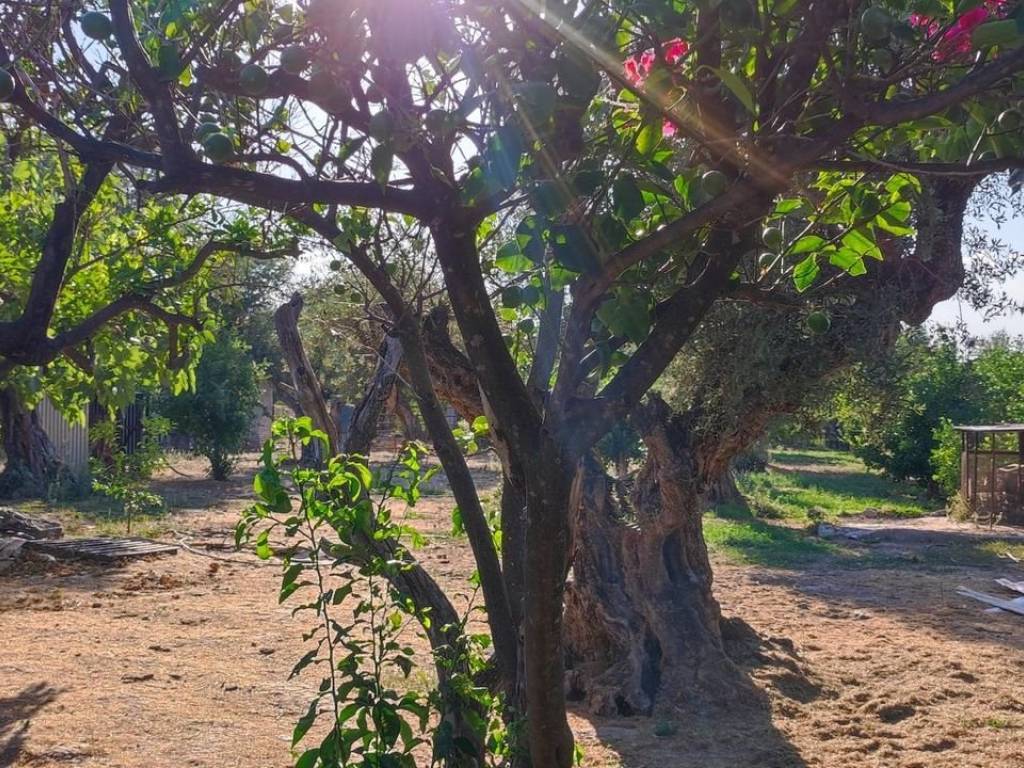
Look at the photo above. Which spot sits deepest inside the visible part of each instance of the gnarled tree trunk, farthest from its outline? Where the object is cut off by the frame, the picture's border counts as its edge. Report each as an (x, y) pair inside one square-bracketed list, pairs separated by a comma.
[(307, 387), (379, 392), (32, 460), (641, 624)]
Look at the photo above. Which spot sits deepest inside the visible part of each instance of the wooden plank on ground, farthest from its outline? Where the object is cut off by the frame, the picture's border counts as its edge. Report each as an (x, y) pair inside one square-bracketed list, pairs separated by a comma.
[(998, 602), (1012, 586), (104, 550), (13, 522)]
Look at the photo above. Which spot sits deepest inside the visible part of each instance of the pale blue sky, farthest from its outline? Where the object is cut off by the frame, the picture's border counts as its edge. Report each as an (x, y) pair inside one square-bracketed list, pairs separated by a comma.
[(949, 312)]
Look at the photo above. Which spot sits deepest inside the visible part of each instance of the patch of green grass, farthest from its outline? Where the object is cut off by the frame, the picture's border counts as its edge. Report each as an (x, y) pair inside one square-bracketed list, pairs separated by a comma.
[(1001, 549), (830, 482), (816, 458), (734, 532)]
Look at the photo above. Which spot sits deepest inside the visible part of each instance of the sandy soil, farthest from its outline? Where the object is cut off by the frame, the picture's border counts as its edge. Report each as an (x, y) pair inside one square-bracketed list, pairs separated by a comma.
[(183, 660)]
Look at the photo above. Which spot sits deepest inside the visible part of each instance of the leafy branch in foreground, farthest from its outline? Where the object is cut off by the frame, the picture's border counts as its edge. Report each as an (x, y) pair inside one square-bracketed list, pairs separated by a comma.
[(331, 547)]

____________________

Please repeat the data above exactly as it appears, pictures excluded.

### ANSWER BOX
Look at the photo above. Which spot sits deepest inside the visible part of each instance of the gnarled tree trunk, farthest from its outline? Where the object is cut off by the frame, the picture's border counts as its edge. Report each as an (x, y) pair inside one square-bracketed list, pairs separated by a comma.
[(307, 387), (379, 392), (32, 460), (641, 624)]
Look at the photo above. Which spot sits deepest inside the visible part of each instance of the wooden plank on ground, farthest from its outline? Where the object is cut off by the frame, the picture's border counts as its edge. Report each as an (x, y) pair inside one square-bracketed list, pairs separated by a comma.
[(998, 602), (1012, 586), (104, 550), (13, 522)]
Look at the photo above. Which spot sits deepest inside the visible part of each instance of the pale blue sky, farthest from its outline? Where the object is cut off by the frame, the picture's border counts as its edge. Report each as an (x, y) pair inside one square-bracketed list, pairs separated by a comma.
[(949, 312)]
Look at the photo above. Which spot sits deepest inside the visible part of each instance of the patch of green grass, farthest from its outline? Where the object is cut off by the frame, the picture's border counts as its edge. Report each as an (x, y) pair inside one square-bracketed list, pairs separated by a comma.
[(1001, 549), (830, 482), (816, 458), (734, 532)]
Look at the photo above. Which spot sits deepest inside the visible part of each instance of the sandy soil, farthest from its outline? Where the object is cut off by the frame, the picture's border counts as its edge. Report each as an (x, y) pair inside one square-bracketed list, pairs separated by a comma.
[(183, 660)]
Look at the photo above. Which spot sits deepest inside the visible part of each instance of the leafy branch in foreground, farthest from its outline? Where the object is cut off by the frame, the picture's border counts as its edge. Report each as an (x, y) pair inside one square-bracketed list, pairs separated by a comma.
[(331, 547)]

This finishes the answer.